(Task statement)
Could all of the entries be written out exactly, with any pictures omitted?

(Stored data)
######

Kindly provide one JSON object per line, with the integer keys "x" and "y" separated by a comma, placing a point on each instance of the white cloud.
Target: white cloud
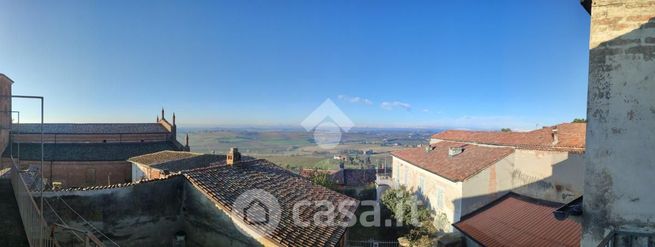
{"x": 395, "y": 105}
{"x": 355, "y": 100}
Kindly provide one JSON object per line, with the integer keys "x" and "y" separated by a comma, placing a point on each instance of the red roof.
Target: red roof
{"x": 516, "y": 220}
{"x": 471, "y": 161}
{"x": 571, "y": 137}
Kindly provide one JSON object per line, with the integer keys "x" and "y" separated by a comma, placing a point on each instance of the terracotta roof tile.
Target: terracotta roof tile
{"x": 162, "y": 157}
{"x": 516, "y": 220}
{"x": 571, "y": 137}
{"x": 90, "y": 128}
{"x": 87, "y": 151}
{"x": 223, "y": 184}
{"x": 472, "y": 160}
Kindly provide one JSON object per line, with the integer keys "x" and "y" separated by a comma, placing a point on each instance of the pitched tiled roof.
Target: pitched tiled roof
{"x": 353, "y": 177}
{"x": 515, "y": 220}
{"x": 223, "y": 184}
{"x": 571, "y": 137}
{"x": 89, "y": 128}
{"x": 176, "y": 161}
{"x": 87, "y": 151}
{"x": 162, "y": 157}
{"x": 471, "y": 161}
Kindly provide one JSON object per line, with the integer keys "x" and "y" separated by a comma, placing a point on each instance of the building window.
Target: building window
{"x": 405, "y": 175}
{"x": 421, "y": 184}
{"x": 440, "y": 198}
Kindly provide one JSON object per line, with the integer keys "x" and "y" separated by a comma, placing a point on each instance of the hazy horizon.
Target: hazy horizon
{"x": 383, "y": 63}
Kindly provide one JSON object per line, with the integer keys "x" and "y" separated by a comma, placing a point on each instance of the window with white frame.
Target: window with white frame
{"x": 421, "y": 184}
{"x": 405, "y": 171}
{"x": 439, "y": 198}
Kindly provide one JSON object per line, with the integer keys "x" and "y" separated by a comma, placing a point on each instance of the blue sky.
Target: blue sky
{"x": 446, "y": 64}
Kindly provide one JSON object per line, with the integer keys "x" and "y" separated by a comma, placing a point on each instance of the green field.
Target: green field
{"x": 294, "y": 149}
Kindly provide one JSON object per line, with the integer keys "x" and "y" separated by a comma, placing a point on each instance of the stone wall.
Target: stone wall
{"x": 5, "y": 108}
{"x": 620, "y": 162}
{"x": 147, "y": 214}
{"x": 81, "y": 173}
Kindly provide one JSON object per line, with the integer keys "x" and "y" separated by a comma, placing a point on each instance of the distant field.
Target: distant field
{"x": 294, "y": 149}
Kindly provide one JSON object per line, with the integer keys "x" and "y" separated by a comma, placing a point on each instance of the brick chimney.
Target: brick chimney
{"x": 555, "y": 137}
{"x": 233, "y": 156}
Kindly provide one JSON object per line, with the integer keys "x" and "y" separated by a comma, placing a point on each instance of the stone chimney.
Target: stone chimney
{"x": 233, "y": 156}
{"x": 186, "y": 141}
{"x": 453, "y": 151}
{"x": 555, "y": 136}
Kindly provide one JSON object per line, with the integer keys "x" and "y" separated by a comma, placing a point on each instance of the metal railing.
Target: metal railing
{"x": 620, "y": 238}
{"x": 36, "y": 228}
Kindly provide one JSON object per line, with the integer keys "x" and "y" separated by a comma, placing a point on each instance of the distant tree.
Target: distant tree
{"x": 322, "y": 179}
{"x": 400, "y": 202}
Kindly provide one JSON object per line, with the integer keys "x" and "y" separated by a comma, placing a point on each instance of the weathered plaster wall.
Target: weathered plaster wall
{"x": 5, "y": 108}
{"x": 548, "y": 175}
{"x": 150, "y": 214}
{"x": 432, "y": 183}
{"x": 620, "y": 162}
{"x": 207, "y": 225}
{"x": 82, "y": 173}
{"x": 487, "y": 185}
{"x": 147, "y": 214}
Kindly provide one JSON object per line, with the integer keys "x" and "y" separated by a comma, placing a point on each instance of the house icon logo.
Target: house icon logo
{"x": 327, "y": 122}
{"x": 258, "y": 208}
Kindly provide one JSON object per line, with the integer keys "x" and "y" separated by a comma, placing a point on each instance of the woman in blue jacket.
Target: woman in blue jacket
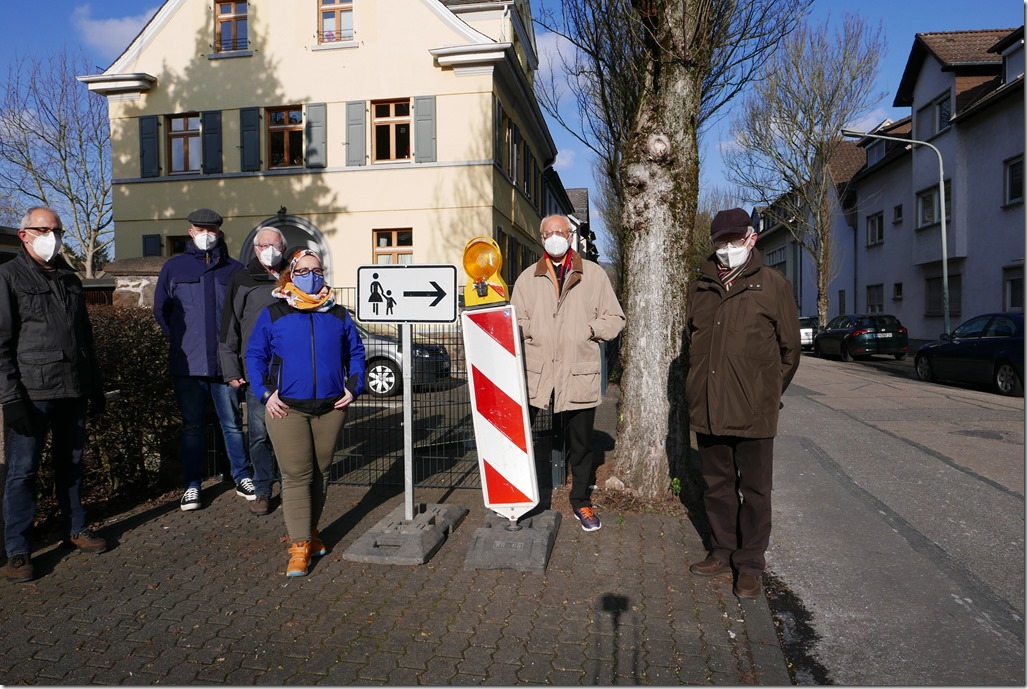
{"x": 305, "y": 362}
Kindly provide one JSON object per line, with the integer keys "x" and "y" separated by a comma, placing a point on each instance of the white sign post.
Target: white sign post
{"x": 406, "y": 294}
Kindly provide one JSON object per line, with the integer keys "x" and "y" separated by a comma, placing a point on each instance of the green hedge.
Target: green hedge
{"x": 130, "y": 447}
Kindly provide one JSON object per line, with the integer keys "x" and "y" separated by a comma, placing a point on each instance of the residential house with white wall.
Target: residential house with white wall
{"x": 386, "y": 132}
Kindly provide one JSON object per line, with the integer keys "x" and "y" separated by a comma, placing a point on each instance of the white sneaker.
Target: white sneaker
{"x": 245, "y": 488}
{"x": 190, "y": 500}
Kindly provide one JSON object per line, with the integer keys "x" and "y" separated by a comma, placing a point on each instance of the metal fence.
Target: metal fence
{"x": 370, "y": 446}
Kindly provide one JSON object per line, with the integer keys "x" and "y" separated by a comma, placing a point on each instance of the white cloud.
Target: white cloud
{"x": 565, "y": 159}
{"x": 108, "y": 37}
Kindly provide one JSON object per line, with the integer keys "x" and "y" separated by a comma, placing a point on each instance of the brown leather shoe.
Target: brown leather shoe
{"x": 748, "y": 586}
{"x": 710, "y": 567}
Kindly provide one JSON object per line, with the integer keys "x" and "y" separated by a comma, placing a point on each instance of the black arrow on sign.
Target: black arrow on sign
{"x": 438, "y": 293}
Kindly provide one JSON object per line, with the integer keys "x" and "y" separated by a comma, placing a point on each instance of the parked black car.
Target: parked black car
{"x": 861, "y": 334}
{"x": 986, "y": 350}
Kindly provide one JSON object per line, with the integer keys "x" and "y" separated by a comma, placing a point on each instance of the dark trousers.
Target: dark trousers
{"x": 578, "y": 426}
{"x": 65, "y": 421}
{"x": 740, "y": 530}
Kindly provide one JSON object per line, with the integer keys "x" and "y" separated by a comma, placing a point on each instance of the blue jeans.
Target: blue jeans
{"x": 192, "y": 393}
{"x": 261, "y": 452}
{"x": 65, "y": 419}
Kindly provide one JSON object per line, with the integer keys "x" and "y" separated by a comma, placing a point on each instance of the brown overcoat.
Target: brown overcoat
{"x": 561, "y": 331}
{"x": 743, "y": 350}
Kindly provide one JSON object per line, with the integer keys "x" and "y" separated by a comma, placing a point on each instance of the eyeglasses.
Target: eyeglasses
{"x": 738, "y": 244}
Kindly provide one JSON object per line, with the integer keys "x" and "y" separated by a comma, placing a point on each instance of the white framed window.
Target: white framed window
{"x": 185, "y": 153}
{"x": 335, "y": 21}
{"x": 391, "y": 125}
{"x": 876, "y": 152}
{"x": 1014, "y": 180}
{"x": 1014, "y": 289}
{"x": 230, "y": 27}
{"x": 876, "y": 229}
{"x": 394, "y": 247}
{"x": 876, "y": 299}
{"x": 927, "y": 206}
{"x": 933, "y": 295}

######

(Written solution)
Kindly provide one JSON object per line, with the integer keys "x" and "y" separated by a comma, placing a point on each instance of the white cloud.
Target: white cloud
{"x": 395, "y": 105}
{"x": 355, "y": 100}
Kindly provide one JSON object per line, with the integer keys "x" and "y" separated by a comma, placing a point on each instance of the red roof.
Target: red roof
{"x": 516, "y": 220}
{"x": 471, "y": 161}
{"x": 571, "y": 137}
Kindly provide one JSON object per line, with the integer keys "x" and "y" separated by a comma, placing a point on each instance of the terracotta roof tile.
Target: terracotta roof tile
{"x": 162, "y": 157}
{"x": 516, "y": 220}
{"x": 571, "y": 137}
{"x": 90, "y": 128}
{"x": 87, "y": 151}
{"x": 223, "y": 184}
{"x": 472, "y": 160}
Kindly provide one JSON object per line, with the integer keys "x" and "y" separated by a comma, placing a point on each instance of the pitched tiled roof.
Target: pitched tiled roof
{"x": 353, "y": 177}
{"x": 515, "y": 220}
{"x": 223, "y": 184}
{"x": 571, "y": 137}
{"x": 89, "y": 128}
{"x": 176, "y": 161}
{"x": 87, "y": 151}
{"x": 162, "y": 157}
{"x": 471, "y": 161}
Kindly provide one JSON object per line, with the integer keys "x" and "y" separated by a comma, placing a point on each instance of the building window.
Target: building window
{"x": 405, "y": 175}
{"x": 421, "y": 184}
{"x": 440, "y": 198}
Kindly provide one JSON object per line, with the integer keys "x" and "y" separated by a comma, placing a point on each instance of the hazy horizon.
Target: hazy horizon
{"x": 383, "y": 63}
Kindly provide one JSON object per line, with the integer keys "x" and "y" separated by a comma, placing a point on each instance of the window with white frame.
Target: window with white frame
{"x": 421, "y": 184}
{"x": 405, "y": 171}
{"x": 439, "y": 198}
Kindly provide one JSON object per line, with the integer keys "x" and "y" separated by a comma, placing a point on each instance of the blue sky.
Target: blue sky
{"x": 446, "y": 64}
Kindly provide one JSON object per line, with the integer keys "x" and "y" separated by a comma, placing a point on each instance of the green field.
Target: green field
{"x": 294, "y": 149}
Kindly provide one JSON object per line, with the integer keys "x" and "y" separated by a comma, placing a point on each instance of the stone wall.
Target: stone wall
{"x": 5, "y": 108}
{"x": 620, "y": 162}
{"x": 147, "y": 214}
{"x": 81, "y": 173}
Kindly provide one JSON object per line, with the integer keys "x" and "y" separated by a comma, placing a point on each instance of the distant field.
Target: distant field
{"x": 294, "y": 149}
Kindly provide one JSON object per line, with the integer keys "x" and "y" separated by a comma, placing a point on each instance of the brick chimney.
Target: brick chimney
{"x": 555, "y": 137}
{"x": 233, "y": 156}
Kindly provide one JSON object per line, with the integer keys "x" and "y" separated by a comma, placing a point on each instance of the stone chimney.
Target: stone chimney
{"x": 233, "y": 156}
{"x": 186, "y": 141}
{"x": 453, "y": 151}
{"x": 555, "y": 136}
Kindly provide one JSON object per line, with the integer keys "x" and "y" separated by a comma, placing a point on each instance of the metal railing.
Target: metal railing
{"x": 620, "y": 238}
{"x": 36, "y": 228}
Kindly provide one JSON object per line, with the integer keys "x" and "y" separated by a comma, placing a point on each instance of the distant tree.
Target: distant tree
{"x": 322, "y": 179}
{"x": 400, "y": 202}
Kindly provide one JSON object per line, with the integer keys "x" and "y" separated by a comma, placing a point on each instance of the weathered plaster wall.
Target: weathered plaster wall
{"x": 5, "y": 108}
{"x": 548, "y": 175}
{"x": 150, "y": 214}
{"x": 432, "y": 183}
{"x": 620, "y": 162}
{"x": 207, "y": 225}
{"x": 82, "y": 173}
{"x": 487, "y": 185}
{"x": 147, "y": 214}
Kindly provide one JSON object per line, with the integer keys "x" and "y" separated by a comma, placing a point on each instance of the house icon logo.
Target: house icon logo
{"x": 327, "y": 122}
{"x": 258, "y": 208}
Kindly provide one JSON object per line, with the integer keys "x" and "y" separated by a comma, placing a point on each instance of the woman in blue jacket.
Target: woman in blue jacket
{"x": 305, "y": 362}
Kindly provide one JSON object per line, with the integer keys "x" and "y" separated by a comma, placing a point on each instance of the white sign post.
Target: white sign post
{"x": 406, "y": 294}
Kindly provide one JSON object per line, with the integer keys "x" and "y" separated by a comma, placing a point on each instance of the green hedge.
Target: green hedge
{"x": 130, "y": 447}
Kindly provide one JSON object per line, with the integer keys "x" and "y" separated by a comma, placing a point on each instance of the residential house with white wall.
Target: residential house with white wall
{"x": 386, "y": 132}
Kindly provide one JSON object per line, with the integer keys "x" and "y" separated by a comma, placing a point on each instance of the white sneaker.
Target: white sneaker
{"x": 245, "y": 488}
{"x": 190, "y": 500}
Kindly provide one JSON object per line, with the integer keys "x" and "y" separated by a comma, placing a point on each instance of the metal fence.
Target: metal fence
{"x": 370, "y": 446}
Kindly provide one JSON object per line, with the integer keys "x" and "y" separated by a comma, placing a point on each instance of the white cloud.
Target: white cloud
{"x": 565, "y": 159}
{"x": 108, "y": 37}
Kindly provide one JSON object per line, with the integer keys "x" and "y" separated by a comma, placing a point on each instance of the brown leather shoe.
Target: brown leather shoe
{"x": 748, "y": 586}
{"x": 710, "y": 567}
Kindly provide one JSON object per line, with the integer keys "x" and "y" separated by a comma, placing a point on each instance of the black arrow on sign.
Target: black arrow on sign
{"x": 438, "y": 293}
Kindly provide one JSON object per line, with the integer keys "x" and "y" separated by a comma, placing a point on each instance of the parked black car.
Target: parked black car
{"x": 861, "y": 334}
{"x": 986, "y": 350}
Kindly provide one JSON object per line, with the integer keys "x" and "y" separated by a comma, placing a point on each instance of the dark trousers.
Target: dark trousers
{"x": 578, "y": 426}
{"x": 65, "y": 421}
{"x": 740, "y": 530}
Kindly provide one JSON object per line, with the integer keys "x" and "y" separated by a comma, placing a point on each instance of the blue jeans.
Target: blue jeans
{"x": 192, "y": 393}
{"x": 261, "y": 452}
{"x": 65, "y": 419}
Kindly provide one JSON object per line, with the integer keys "x" and "y" separated by a comma, placing a point on each instance of the brown overcoat.
Target: brown overcoat
{"x": 561, "y": 331}
{"x": 743, "y": 350}
Kindly provide one JSON object per line, with the integer keys "x" and "y" separated by a comma, placing a point on each instance of the eyeglasses.
Target: eyeglasses
{"x": 738, "y": 244}
Kindly provide one JSON object per line, with the integer keys "x" and "y" separated by a comma, placing a point on each instance of the white framed window.
Target: white framed window
{"x": 185, "y": 153}
{"x": 335, "y": 21}
{"x": 391, "y": 125}
{"x": 876, "y": 152}
{"x": 1014, "y": 180}
{"x": 1014, "y": 289}
{"x": 230, "y": 27}
{"x": 876, "y": 229}
{"x": 394, "y": 247}
{"x": 876, "y": 299}
{"x": 927, "y": 206}
{"x": 933, "y": 295}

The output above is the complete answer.